Consignes de travail:
1. D'après le texte sur Merkel, quelle cote de confiance l'institut Pew lui attribue-t-il à l'international ?
2. Reproduisez fidèlement le passage du texte sur Merkel qui va de « À l'aube de » jusqu'à « de son action. » inclus.

Texte d'étude:

——————————

À l'aube de son règne, Merkel profita du scandale des caisses noires de la CDU. Son mentor Helmut Kohl, chancelier de la réunification, l’appelait « la jeune fille ». Elle le trahit pour prendre les rênes de l'Union chrétienne-démocrate. Puis elle marginalisa ses concurrents masculins et le 18 septembre 2005, la débutante battit sur le fil le chancelier sortant SPD Gerhard Schröder.

Comme une Mercedes, Merkel ne devait pas subir l’usure du temps. Ses crises de tremblements la fragilisèrent mais le Covid-19 la ressuscita. Préférant le didactisme au lyrisme, la scientifique de formation réalisa un quasi sans-faute. Selon l'institut Pew, Merkel jouit à l'international d'une cote de confiance de 72 %. Les trois quarts des Allemands se disent satisfaits de son action.

——————————

Données présentées:

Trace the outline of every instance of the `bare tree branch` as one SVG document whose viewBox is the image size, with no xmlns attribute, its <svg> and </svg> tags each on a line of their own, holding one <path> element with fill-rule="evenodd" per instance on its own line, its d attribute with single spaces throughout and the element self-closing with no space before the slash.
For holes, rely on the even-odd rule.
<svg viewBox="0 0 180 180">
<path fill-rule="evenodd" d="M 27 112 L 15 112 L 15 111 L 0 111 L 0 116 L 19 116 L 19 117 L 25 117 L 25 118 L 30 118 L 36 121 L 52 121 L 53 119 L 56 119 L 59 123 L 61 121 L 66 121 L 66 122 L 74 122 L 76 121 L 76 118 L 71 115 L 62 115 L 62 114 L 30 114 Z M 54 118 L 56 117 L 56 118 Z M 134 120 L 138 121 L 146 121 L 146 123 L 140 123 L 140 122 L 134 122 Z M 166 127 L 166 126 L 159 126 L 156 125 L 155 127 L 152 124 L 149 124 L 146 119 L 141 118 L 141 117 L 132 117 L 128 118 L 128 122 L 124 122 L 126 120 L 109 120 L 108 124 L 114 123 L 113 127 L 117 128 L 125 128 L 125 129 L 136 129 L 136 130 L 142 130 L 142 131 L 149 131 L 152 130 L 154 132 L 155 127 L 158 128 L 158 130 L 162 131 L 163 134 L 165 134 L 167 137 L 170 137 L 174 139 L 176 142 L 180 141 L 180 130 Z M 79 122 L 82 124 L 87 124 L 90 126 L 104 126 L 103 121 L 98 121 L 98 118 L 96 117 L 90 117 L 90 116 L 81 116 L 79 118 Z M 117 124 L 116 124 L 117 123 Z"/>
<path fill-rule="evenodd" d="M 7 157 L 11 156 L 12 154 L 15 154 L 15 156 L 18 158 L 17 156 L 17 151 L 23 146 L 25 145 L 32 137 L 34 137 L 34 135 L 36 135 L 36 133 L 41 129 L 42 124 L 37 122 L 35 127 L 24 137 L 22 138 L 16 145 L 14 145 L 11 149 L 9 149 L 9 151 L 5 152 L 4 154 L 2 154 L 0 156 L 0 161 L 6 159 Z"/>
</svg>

——————————

Corrigé par consigne:
1. Une cote de confiance de 72 %.

2.
À l'aube de son règne, Merkel profita du scandale des caisses noires de la CDU. Son mentor Helmut Kohl, chancelier de la réunification, l’appelait « la jeune fille ». Elle le trahit pour prendre les rênes de l'Union chrétienne-démocrate. Puis elle marginalisa ses concurrents masculins et le 18 septembre 2005, la débutante battit sur le fil le chancelier sortant SPD Gerhard Schröder.

Comme une Mercedes, Merkel ne devait pas subir l’usure du temps. Ses crises de tremblements la fragilisèrent mais le Covid-19 la ressuscita. Préférant le didactisme au lyrisme, la scientifique de formation réalisa un quasi sans-faute. Selon l'institut Pew, Merkel jouit à l'international d'une cote de confiance de 72 %. Les trois quarts des Allemands se disent satisfaits de son action.